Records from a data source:
════════

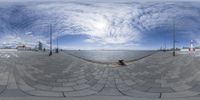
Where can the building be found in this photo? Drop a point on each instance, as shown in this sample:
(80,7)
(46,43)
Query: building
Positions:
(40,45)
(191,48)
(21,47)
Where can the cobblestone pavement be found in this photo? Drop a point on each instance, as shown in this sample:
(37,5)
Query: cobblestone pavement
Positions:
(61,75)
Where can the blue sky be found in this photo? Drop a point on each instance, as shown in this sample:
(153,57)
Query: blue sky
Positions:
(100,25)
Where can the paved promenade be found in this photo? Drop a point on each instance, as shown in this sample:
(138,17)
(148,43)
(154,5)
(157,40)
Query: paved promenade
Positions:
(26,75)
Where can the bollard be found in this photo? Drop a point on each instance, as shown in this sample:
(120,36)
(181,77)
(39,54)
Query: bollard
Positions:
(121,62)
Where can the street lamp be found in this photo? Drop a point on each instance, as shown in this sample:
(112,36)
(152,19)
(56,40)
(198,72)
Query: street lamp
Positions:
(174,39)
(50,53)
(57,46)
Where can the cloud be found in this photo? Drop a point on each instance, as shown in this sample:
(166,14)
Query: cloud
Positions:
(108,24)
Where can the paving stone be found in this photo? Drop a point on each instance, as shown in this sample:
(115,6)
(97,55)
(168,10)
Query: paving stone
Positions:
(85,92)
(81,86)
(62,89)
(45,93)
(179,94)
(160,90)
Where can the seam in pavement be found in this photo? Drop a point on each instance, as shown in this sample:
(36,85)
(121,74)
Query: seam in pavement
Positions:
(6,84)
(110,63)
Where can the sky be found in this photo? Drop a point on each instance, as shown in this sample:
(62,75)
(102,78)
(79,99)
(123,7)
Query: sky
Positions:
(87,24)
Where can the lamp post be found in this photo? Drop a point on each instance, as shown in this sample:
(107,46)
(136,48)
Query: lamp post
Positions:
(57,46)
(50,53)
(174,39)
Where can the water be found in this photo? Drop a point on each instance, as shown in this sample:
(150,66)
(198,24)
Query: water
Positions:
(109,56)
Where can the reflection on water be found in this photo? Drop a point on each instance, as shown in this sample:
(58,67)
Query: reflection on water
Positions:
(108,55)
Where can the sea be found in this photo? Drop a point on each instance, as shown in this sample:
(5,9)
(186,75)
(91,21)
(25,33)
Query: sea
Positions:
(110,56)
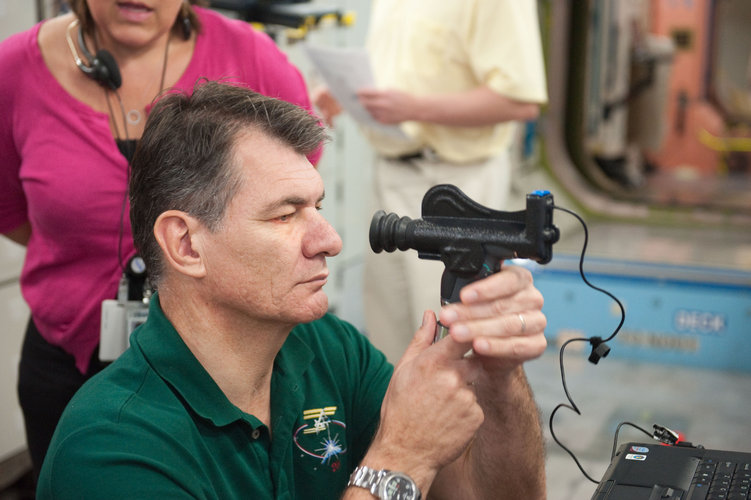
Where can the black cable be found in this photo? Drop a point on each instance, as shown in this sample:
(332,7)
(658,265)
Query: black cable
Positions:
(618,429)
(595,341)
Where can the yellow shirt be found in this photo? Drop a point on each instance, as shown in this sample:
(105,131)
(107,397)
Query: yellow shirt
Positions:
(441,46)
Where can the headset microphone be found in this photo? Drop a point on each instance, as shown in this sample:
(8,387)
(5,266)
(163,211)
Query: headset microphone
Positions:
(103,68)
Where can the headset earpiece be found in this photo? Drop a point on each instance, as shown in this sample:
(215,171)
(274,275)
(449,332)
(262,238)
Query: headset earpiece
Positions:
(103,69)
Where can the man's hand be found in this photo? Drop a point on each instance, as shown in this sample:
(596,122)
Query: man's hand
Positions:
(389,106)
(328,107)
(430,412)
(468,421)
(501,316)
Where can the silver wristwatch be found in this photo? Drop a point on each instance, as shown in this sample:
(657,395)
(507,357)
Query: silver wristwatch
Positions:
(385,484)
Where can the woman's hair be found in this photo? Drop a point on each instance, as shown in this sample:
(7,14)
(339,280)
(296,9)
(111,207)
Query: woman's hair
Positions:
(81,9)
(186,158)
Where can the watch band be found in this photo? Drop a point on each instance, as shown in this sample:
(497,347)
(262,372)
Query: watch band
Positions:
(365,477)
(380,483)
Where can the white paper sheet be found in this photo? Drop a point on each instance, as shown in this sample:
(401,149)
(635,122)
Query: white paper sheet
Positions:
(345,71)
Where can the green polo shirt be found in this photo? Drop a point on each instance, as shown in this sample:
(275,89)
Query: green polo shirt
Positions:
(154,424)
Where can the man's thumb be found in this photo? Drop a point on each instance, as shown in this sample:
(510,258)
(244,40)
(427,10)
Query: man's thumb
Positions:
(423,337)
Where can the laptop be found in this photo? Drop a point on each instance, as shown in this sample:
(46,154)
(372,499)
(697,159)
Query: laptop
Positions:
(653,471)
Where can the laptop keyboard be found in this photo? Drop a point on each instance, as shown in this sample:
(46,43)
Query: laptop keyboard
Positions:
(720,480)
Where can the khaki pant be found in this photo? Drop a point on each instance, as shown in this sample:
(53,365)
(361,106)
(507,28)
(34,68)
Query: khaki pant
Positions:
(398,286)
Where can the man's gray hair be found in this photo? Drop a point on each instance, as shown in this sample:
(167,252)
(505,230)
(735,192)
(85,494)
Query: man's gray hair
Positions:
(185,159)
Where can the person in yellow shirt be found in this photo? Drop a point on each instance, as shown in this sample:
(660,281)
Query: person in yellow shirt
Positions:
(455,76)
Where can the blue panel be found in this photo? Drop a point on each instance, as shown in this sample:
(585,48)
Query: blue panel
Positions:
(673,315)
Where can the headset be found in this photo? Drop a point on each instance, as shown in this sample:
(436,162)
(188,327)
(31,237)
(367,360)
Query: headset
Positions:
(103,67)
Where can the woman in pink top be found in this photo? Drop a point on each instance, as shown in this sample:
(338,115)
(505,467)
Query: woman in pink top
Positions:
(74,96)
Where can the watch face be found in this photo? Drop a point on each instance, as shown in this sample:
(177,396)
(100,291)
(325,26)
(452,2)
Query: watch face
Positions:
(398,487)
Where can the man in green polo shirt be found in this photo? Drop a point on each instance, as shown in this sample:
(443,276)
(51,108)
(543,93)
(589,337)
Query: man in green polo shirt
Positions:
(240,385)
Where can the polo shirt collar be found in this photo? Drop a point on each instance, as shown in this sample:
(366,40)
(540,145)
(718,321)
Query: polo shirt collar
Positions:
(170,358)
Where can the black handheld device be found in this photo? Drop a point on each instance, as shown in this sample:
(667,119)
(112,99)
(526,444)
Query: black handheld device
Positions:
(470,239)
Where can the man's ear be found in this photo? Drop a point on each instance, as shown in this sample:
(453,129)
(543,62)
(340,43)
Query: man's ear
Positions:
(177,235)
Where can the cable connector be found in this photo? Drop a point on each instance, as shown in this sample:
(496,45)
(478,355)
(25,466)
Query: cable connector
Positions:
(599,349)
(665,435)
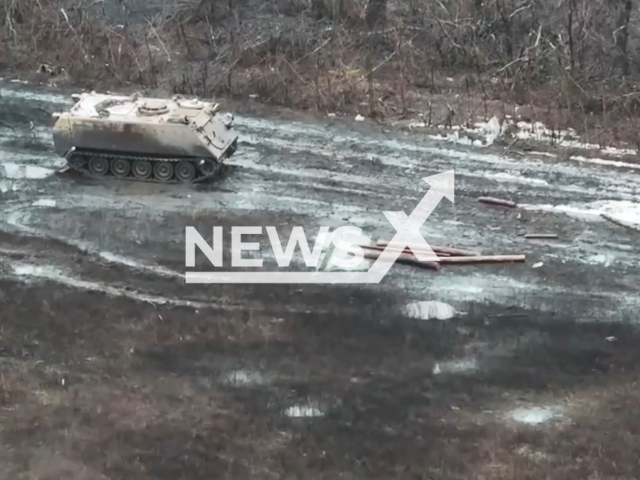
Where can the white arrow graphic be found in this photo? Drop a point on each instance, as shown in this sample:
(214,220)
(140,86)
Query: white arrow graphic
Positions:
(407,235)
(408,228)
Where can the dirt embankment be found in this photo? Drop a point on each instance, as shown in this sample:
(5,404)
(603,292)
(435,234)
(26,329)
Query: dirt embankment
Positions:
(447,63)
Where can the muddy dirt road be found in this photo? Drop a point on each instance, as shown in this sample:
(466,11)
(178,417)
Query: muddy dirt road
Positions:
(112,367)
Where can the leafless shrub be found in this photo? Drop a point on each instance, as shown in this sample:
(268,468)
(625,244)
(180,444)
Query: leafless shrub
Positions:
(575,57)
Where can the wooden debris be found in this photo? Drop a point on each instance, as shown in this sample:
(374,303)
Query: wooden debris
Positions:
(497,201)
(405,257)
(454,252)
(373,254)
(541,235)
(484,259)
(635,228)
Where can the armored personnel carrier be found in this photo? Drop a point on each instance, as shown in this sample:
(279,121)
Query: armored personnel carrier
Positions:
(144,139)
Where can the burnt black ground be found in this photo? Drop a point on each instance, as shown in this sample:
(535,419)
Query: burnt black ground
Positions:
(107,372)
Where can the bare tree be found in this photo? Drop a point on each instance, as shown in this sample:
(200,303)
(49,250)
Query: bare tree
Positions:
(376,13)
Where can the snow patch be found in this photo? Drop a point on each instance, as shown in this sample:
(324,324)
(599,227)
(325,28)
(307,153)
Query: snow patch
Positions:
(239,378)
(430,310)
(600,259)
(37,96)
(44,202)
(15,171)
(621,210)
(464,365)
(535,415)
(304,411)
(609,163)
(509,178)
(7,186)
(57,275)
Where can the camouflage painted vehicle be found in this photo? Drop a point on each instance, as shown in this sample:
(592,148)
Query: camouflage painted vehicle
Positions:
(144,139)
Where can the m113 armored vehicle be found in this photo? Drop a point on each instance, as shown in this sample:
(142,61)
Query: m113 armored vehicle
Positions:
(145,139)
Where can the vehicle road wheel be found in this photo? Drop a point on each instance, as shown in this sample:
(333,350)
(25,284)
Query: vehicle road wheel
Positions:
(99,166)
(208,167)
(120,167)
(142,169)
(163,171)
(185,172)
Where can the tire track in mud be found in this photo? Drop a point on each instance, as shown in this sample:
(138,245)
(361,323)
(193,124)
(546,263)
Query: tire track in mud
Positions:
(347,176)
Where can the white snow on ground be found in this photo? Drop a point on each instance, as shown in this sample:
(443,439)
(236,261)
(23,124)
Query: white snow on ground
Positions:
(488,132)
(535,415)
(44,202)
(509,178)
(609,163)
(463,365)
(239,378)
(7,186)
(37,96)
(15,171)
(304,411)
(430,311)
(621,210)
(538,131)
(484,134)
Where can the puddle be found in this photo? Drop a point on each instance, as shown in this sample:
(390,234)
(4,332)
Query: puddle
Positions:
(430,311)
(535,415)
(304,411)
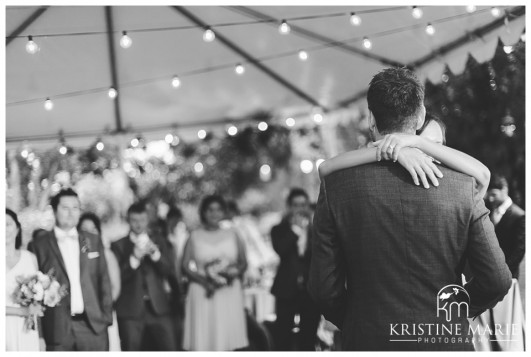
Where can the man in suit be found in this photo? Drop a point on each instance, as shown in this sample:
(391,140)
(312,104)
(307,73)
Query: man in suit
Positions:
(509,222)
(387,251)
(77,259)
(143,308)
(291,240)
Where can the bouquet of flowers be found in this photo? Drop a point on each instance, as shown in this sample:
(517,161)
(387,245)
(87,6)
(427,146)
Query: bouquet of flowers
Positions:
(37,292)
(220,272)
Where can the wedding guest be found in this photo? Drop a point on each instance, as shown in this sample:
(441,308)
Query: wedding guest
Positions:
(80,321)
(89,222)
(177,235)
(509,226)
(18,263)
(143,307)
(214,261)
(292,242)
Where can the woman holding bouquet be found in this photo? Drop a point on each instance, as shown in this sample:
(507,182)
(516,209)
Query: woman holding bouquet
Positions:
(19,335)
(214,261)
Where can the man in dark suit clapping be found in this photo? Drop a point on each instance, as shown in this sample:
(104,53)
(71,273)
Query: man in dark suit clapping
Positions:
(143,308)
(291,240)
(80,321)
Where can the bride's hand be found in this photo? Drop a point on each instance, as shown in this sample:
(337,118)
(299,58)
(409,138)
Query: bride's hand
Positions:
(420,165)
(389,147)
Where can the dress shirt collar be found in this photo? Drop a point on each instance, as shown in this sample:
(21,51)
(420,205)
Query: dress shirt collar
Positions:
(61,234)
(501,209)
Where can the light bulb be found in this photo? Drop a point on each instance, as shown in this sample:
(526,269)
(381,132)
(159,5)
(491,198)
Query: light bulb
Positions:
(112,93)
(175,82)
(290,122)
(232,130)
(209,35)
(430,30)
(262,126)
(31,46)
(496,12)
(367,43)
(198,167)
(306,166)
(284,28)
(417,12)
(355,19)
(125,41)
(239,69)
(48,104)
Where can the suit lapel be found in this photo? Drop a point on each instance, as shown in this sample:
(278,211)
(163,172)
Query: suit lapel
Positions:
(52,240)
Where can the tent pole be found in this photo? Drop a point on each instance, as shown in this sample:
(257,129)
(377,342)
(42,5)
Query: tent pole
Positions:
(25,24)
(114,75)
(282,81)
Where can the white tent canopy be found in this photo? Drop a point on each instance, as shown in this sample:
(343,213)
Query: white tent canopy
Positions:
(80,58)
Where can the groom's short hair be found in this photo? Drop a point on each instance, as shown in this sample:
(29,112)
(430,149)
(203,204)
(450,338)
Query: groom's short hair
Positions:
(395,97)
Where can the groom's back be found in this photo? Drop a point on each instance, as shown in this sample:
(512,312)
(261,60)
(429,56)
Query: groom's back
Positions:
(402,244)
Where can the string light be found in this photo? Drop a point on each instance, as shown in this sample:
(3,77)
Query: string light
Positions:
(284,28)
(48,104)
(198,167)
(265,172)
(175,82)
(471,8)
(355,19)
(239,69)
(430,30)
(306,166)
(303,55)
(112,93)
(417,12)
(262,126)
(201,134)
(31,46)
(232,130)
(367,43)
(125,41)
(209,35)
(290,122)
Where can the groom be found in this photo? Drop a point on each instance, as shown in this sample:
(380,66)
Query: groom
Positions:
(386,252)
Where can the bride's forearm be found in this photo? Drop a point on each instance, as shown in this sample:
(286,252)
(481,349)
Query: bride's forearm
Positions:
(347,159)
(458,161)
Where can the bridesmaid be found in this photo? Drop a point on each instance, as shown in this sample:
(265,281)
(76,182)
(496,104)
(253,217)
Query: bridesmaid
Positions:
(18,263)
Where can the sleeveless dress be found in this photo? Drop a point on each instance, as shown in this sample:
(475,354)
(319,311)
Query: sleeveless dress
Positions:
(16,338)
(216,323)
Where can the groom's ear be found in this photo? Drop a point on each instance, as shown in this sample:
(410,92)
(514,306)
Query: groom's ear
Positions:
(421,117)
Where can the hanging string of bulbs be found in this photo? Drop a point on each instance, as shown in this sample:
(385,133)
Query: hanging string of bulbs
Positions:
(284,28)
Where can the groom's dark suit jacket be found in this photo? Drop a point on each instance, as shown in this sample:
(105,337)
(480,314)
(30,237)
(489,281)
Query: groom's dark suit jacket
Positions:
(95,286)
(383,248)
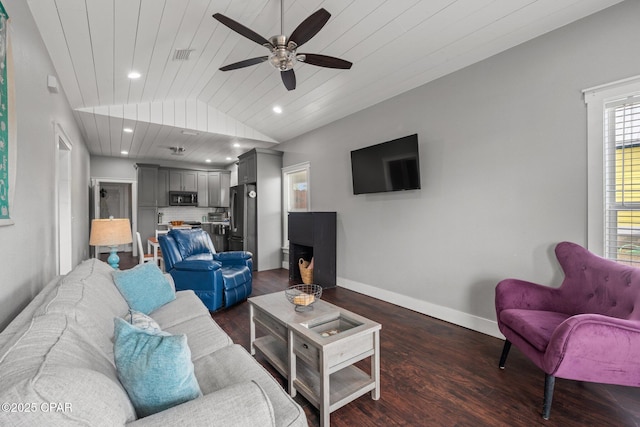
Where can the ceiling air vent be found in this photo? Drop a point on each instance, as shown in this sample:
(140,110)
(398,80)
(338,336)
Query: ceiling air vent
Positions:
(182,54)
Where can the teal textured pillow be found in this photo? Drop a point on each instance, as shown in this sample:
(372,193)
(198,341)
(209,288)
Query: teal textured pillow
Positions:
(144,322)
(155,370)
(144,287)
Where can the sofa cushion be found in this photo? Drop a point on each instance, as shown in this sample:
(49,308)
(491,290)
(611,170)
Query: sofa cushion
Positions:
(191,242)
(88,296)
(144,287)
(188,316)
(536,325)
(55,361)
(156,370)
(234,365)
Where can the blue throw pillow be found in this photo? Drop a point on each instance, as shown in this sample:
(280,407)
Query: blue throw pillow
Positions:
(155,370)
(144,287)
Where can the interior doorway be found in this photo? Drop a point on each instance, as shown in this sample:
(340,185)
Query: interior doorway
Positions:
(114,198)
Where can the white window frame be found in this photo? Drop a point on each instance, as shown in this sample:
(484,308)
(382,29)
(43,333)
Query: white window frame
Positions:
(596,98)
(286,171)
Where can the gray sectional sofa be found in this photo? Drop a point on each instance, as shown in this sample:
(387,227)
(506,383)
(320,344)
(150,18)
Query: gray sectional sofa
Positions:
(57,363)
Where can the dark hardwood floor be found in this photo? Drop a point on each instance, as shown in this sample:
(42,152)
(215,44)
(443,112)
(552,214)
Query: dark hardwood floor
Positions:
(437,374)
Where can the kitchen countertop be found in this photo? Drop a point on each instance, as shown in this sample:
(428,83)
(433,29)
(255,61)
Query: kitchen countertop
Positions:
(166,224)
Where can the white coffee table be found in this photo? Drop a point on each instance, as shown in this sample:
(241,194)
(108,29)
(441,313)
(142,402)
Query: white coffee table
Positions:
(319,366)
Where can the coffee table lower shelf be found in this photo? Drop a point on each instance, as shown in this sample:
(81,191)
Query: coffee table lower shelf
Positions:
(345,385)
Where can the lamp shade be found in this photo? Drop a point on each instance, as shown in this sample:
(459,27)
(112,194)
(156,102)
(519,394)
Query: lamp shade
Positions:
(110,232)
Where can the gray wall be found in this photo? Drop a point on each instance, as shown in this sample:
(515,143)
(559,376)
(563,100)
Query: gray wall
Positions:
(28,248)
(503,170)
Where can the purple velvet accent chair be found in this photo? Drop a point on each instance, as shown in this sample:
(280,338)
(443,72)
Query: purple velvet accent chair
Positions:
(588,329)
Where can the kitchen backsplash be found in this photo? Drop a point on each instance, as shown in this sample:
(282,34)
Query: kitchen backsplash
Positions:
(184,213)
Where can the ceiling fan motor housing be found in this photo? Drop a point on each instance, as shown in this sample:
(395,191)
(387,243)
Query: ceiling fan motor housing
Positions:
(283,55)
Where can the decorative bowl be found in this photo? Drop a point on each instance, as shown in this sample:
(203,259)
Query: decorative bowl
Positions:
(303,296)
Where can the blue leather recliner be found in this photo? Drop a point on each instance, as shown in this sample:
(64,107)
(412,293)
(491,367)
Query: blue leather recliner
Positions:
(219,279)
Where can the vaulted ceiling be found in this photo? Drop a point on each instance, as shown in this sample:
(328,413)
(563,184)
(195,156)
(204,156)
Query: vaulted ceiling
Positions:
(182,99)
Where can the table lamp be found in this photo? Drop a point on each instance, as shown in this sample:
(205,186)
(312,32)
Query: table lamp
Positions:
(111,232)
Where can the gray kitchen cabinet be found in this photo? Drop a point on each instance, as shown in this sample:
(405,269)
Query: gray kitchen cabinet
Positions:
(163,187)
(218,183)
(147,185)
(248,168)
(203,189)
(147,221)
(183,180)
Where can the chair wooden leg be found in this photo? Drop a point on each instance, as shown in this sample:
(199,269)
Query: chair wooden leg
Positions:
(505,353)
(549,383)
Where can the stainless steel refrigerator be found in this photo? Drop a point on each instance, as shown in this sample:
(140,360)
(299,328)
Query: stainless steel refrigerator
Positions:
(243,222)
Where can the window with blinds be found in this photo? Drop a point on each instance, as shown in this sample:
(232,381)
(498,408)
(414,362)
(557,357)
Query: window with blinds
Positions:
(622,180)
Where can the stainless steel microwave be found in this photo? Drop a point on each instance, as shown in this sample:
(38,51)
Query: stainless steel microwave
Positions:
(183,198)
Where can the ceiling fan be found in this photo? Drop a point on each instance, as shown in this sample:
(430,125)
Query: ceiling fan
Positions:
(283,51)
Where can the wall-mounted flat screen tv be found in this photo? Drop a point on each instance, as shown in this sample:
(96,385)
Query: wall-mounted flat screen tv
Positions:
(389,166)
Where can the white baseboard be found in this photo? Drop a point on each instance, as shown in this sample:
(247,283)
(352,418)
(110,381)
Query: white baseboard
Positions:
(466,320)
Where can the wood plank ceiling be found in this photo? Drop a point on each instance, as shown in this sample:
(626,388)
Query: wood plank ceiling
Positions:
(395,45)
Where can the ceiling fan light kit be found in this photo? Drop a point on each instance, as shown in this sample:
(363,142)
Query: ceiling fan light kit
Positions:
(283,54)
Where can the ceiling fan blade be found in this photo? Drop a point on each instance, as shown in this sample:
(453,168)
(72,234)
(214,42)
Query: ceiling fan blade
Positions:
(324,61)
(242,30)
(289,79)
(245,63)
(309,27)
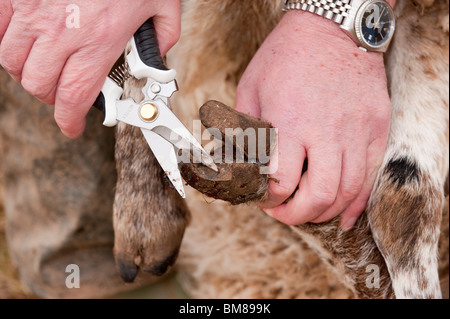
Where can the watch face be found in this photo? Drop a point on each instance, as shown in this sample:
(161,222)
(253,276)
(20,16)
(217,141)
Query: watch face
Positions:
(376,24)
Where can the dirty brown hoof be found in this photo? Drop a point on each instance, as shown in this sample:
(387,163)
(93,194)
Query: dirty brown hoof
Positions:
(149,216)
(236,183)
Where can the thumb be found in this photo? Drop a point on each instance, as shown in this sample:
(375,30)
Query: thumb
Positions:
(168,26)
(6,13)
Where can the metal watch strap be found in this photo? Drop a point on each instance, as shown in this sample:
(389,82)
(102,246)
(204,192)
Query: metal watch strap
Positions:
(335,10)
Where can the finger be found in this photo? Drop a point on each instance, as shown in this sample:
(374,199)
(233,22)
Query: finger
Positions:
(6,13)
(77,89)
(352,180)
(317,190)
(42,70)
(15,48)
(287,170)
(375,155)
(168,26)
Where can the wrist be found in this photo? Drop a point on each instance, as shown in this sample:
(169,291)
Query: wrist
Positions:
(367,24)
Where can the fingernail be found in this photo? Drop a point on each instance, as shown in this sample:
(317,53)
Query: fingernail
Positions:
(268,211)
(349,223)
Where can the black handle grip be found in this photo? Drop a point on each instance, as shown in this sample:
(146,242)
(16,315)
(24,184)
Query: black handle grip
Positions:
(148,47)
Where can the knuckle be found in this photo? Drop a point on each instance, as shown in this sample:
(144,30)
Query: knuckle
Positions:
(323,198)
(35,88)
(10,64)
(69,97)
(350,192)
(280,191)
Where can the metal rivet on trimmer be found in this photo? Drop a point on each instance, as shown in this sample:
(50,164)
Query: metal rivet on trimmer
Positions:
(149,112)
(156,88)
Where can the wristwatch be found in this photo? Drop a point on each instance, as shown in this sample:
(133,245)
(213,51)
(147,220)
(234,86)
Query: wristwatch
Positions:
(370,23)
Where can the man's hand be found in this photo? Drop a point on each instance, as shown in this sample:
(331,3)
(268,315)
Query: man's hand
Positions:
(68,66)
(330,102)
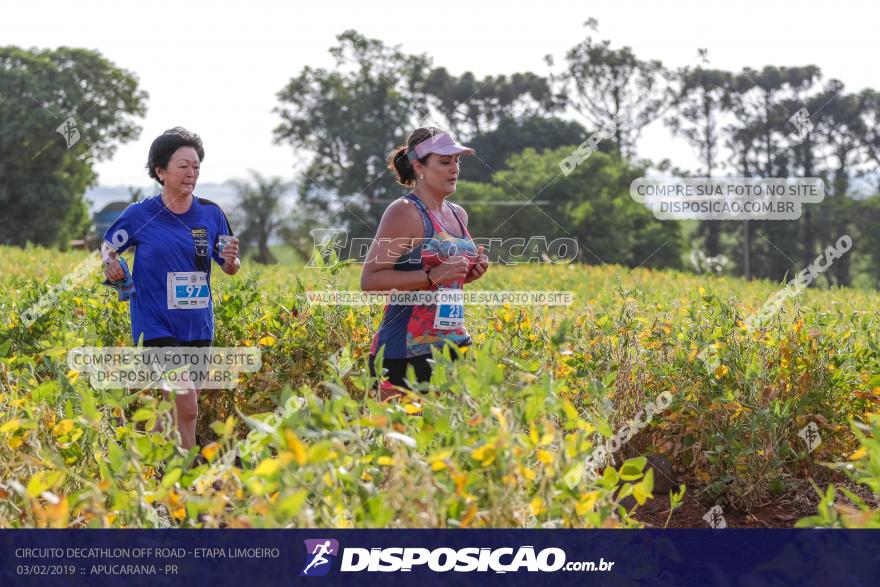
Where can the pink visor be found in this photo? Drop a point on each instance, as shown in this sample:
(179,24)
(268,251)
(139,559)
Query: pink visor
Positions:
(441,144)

════════

▸ **Exercise**: The answer consists of every line above in which the word "teal" occurs.

▸ **Result for this exercise**:
Where can the teal textured pillow be found in this photo? Drop a point on each instance, as shown in this sample:
Query: teal textured pillow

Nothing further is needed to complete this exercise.